*Problem set*:
**a.** Answer these questions from the review of "The Anniversary Party":
(i) What share of Americans does the writer believe get married at some time in their lives?
(ii) Which anniversary is the principal couple's party for?
(iii) How many months before the party had the couple broken up?
**b.** Carry the review of "The Anniversary Party" forward, picking up after its final sentence.

*Text segment*:
━━━━━━━━

Despite the alleged unpopularity of matrimony, I believe about
90% of Americans get married at some time in their lives.
Fifty percent of them, however, get divorced. The other fifty
percent? Miserable, maybe. If my thinking about "The
Anniversary Party" is correct, the way to get those divorce
figures down is either to outlaw marriage (which would bring
the divorce rate down to 0) or continue performing the
services but have the couples live apart. What's wrong with
banning marriage altogether if so many people are miserable?
Probably that being single is worse. How does "The
Anniversary Party" support my premise? Look at what's going
down in this picture, which is sometimes emotionally
wrenching, at other times challenging the viewer to think that
these incredibly rich people should just shut up and enjoy
their money.
The principal couple, the ones holding a party for their sixth
anniversary, are Joe Thierrian (Alan Cumming) and Sally
Therrian (Jennifer Jason Leigh). Joe made his money as a
novelist and is about to direct a picture based on his latest
piece of fiction. Sally is an accomplished actress but despite
her good looks and athletic build is beginning to get long in
the tooth, at least from the standpoint of what the movie
audience demands of leading women. They had broken up
five months before. Now they're together and have invited
some friends, business associates, and neighbors to their
Hollywood Hills home (architecturally designed virtually to
erase the border between the interiors and the exteriors) to
show all that they are really together this time around.

━━━━━━━━

*Items listed in a dataset*:
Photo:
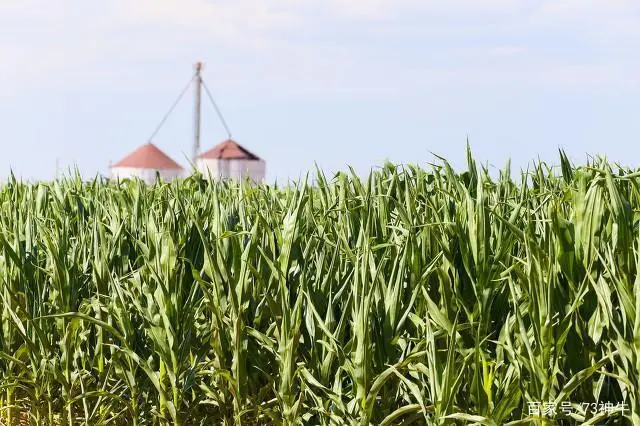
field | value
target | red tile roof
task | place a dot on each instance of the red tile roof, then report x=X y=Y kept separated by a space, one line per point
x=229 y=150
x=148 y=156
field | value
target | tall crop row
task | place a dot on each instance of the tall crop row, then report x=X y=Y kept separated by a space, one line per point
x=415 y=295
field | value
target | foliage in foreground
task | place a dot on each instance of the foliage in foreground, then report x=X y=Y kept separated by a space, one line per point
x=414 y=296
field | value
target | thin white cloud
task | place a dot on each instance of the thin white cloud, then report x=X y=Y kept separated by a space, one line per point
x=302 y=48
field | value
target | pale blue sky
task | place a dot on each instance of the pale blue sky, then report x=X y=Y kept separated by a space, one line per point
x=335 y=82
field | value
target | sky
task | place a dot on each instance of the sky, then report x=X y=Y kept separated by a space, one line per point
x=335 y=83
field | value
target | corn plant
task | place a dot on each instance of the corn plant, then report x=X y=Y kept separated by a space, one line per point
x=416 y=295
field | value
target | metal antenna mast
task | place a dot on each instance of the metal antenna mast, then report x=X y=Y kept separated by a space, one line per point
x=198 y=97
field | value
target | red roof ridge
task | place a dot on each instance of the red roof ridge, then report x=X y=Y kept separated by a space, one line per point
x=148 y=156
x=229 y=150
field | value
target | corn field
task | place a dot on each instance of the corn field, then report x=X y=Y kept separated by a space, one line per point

━━━━━━━━

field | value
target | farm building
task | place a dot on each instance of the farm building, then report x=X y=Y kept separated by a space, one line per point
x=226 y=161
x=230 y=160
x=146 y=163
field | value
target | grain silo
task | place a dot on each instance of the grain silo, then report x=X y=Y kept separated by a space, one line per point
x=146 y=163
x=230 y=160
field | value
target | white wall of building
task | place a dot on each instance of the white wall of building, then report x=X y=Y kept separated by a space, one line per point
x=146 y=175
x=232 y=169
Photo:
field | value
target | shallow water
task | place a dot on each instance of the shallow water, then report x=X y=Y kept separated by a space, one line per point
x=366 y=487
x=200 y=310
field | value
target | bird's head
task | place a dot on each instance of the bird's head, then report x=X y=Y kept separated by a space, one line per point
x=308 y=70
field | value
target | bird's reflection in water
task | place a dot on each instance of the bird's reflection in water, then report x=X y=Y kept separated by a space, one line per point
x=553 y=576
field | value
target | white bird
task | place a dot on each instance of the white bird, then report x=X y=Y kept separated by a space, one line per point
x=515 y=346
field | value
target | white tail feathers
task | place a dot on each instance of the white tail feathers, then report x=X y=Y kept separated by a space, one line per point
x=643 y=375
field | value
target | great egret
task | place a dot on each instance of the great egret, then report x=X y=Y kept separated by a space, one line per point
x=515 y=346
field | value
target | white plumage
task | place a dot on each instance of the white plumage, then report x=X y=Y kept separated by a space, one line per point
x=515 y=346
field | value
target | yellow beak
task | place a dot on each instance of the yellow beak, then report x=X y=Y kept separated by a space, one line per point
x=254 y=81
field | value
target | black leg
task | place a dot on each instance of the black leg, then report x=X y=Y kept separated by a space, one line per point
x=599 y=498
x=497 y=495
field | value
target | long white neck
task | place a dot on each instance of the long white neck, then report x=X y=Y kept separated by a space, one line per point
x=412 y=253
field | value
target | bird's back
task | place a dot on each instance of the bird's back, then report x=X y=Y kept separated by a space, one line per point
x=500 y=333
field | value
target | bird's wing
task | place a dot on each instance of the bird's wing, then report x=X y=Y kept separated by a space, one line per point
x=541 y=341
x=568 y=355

━━━━━━━━

*The results*:
**a.**
(i) About 90%
(ii) Their sixth
(iii) Five months

**b.**
In like manner, the people who are invited to the house
have erased the borders between their acting roles and their
real selves because they are the actual friends of Cumming
and Leigh. They are an ensemble of some of the big names
in Hollywood today. Most striking in appearance is Gwyneth
Paltrow as Skye Davidson, a woman in her early twenties
who is being paid 4 million to act the role of the lead
character who seems--at least to Sally--to be based quite
closely on her and on her marriage. Sally is furious that her
husband even invited the young star to the celebration, and
Skye doesn't make things any better by telling Sally, "I've
been watching you since I was 4 years old. I'm so thrilled to
be playing you as a young woman." That Skye assures her
that she was always a big fan of hers does not assuage the
wound.
The film, which should remind viewers of Lawrence
Kasdan's 1983 pic "The Big Chill"--a look at a group of former
college-radical friends who have dropped back into society--is
even more unstructured and devoid of anything resembling a
tight narrative. While the slack might well turn off those who
insist that the story's always the thing, the ensemble acting of
this talented bunch and to an even great extent the chemistry
among them which signals that these folks have known each
other for a while makes "The Anniversary Party" an engaging,
bitterly-humorous bit of eavesdropping into this long day's
journey into night. While it's a stretch to think that real people
can go through such drama at a single party, the credibility
and the bon mots make watching this quite an enjoyable
experience. Acting to type, Jane Adams out Parkers Parker
Posey (who is also a guest though a toned-down one) as the
group's most overt neurotic, gesturing wildly as she holds
tightly to a cell phone with which she expects to hear from her
baby sitter a few times each hour. The unborn come in for a
drubbing as Sophia Gold (Phoebe Cates) reports "once you
have children, you can't commit suicide since kids rob you of
that option."
Others who take turns entertaining the guests at the party
while entertaining us in the audience with their pithy sayings
and emotional outbursts include Kevin Kline as Sophia's wife
Cal, while John Benjamin Hickey is the guy a lot of us can
relate to--an outsider, invited only because he's a neighbor,
though his invite comes only as a way to stop him from suing
over Joe and Sally's perpetually barking dog Otis.
What seems to be dividing critics so far is the use of digital
video, which is not only cheaper but can give more of a
cinema-verite look to the proceedings. To cite distinguished
online critic Steve Rhodes of Internet Reviews, "John Bailey
demonstrates that digital video can indeed look sharp,
sumptuous and generally steady," while equally distinguished
online critic Chuck Rudolph of Matinee Magazine disagrees:
"Digital Video can only debase a movie to make it look like
the barren home videos of birthday parties and weddings."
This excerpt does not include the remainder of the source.